__GIVEN REQUEST__.
Repeat every line below exactly as it reads.

__Saved data entries__.
- - - - - - -
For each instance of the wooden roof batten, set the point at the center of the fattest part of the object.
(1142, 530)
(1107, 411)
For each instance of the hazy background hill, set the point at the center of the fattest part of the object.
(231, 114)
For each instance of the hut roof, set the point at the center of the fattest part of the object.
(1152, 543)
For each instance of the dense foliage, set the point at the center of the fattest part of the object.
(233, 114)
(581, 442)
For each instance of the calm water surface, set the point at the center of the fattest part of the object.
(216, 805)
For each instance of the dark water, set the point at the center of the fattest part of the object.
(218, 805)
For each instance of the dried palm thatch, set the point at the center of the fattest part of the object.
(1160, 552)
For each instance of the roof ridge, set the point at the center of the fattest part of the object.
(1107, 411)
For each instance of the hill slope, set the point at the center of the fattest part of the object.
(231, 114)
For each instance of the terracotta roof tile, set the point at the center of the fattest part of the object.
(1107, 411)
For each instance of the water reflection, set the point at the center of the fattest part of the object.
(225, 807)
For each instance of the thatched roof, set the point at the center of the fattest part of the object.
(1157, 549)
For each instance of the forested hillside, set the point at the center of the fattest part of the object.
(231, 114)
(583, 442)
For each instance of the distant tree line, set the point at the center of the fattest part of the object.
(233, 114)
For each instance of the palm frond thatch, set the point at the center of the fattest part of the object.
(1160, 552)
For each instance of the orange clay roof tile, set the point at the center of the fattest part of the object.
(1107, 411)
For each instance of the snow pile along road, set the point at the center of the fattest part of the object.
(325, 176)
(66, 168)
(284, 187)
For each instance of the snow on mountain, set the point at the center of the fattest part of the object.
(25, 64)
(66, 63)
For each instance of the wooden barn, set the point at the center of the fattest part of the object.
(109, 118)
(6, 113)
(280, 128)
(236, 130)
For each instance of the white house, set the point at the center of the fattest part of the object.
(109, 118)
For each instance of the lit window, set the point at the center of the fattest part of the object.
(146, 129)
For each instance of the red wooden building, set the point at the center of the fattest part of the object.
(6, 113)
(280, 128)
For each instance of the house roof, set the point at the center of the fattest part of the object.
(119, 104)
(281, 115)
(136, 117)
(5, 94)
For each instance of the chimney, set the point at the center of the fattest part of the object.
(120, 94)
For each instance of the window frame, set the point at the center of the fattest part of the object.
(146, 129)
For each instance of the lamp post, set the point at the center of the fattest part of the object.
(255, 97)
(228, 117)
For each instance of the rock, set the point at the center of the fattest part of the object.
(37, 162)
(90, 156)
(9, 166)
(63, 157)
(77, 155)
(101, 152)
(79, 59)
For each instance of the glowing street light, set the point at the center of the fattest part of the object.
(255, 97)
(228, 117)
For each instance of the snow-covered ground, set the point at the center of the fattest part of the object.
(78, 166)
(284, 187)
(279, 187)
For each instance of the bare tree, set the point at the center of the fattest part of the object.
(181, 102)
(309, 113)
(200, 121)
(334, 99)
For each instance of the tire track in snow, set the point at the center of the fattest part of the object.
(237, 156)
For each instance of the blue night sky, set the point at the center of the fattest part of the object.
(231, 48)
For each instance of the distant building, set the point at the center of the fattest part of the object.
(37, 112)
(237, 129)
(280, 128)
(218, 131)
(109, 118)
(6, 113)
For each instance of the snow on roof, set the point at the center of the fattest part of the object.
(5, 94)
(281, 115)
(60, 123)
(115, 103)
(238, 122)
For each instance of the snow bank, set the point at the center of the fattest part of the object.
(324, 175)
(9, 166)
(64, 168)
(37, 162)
- - - - - - -
__RESULT FOR THIS EXERCISE__.
For each instance of the wooden roof batten, set the point at the center of the fattest part of the object.
(1142, 530)
(1107, 411)
For each instance of the hazy background hill, set the point at the center of the fattest part of the object.
(231, 114)
For each instance of the hut roof, set the point at the center of the fattest part of the object.
(1152, 543)
For each instance of the dense foliage, set the point at the center of the fattest part of the object.
(233, 114)
(581, 442)
For each instance of the calm water surface, set the point at the center of the fattest part of the object.
(216, 805)
For each instance of the dark water, set the point at the center of the fattest part of the object.
(218, 805)
For each instance of the dried palm thatch, set the point at the center of the fattest part of the object.
(1160, 552)
For each instance of the roof ridge, set the point at the center of the fattest part of the object.
(1107, 411)
For each instance of the hill slope, set the point at the center of the fattest part of the object.
(231, 114)
For each instance of the terracotta roof tile, set the point at the center of the fattest part of the object.
(1107, 411)
For each instance of the water reflection, set the point at the center of the fattest part of the object.
(225, 807)
For each instance of the thatched roof, set the point at the center of the fattest part of the object.
(1157, 549)
For each instance of the forested hillside, set the point at the center of the fattest part of the object.
(231, 114)
(583, 442)
For each instance of the distant tree line, set the point at the center of the fattest part of the object.
(233, 114)
For each instance of the palm frond thatch, set the point at the center of the fattest part of the object.
(1160, 552)
For each instance of the orange clay roof tile, set the point at the center of the fattest part of the object.
(1107, 411)
For each instance of the snow pile along road, set the point at the center of the fattest part of the object.
(325, 176)
(66, 168)
(284, 187)
For each instance of the snow on mountain, set the point at the center of the fattest part of the object.
(25, 64)
(66, 63)
For each instance of the wooden barn, set the point at the center of the fattest part of the object.
(109, 118)
(6, 113)
(280, 128)
(236, 130)
For each instance of the white house, set the point at the center of the fattest part of the object.
(109, 118)
For each instance of the lit window, set the point at the center of the fattest part of the object.
(146, 129)
For each instance of the red wooden building, set the point at the center of the fattest part of the object.
(6, 113)
(280, 128)
For each instance of the house roof, set the point at the center of the fattest part of the object.
(119, 104)
(281, 115)
(136, 117)
(5, 94)
For each instance of the chimney, set the point at the center of the fattest part of the object.
(120, 94)
For each instance of the window frame, set the point at the center of the fattest part of the object.
(146, 129)
For each instance of the lamp post, set the point at the center of the fattest part of the object.
(255, 97)
(228, 117)
For each instance of the rock, set the point at the center of the fattest part of the object.
(37, 162)
(90, 156)
(9, 166)
(63, 157)
(77, 155)
(101, 152)
(79, 59)
For each instance of the glowing street light, set the point at the center of the fattest part of the object.
(255, 97)
(228, 117)
For each instance of the snow-covered ground, set the point at the center of the fattest part of the object.
(78, 166)
(284, 187)
(279, 187)
For each instance of the bare tree, set the point at the center of the fattest part of the object.
(181, 102)
(309, 113)
(200, 121)
(334, 99)
For each instance of the tire track in snow, set the point at the center of the fattest part of the object.
(237, 156)
For each instance of the blue night sky, set the point at the center of the fattest part of the object.
(231, 48)
For each instance of the distant building, set the point at the center of the fattest part of the object.
(37, 112)
(237, 129)
(280, 128)
(218, 131)
(109, 118)
(6, 113)
For each instance of the snow on roof, set the point at the center of the fattest part of the object.
(5, 94)
(281, 115)
(60, 123)
(115, 103)
(238, 122)
For each instance of the snow bank, set the point at the center of the fattest part of the object.
(324, 175)
(9, 166)
(64, 168)
(37, 162)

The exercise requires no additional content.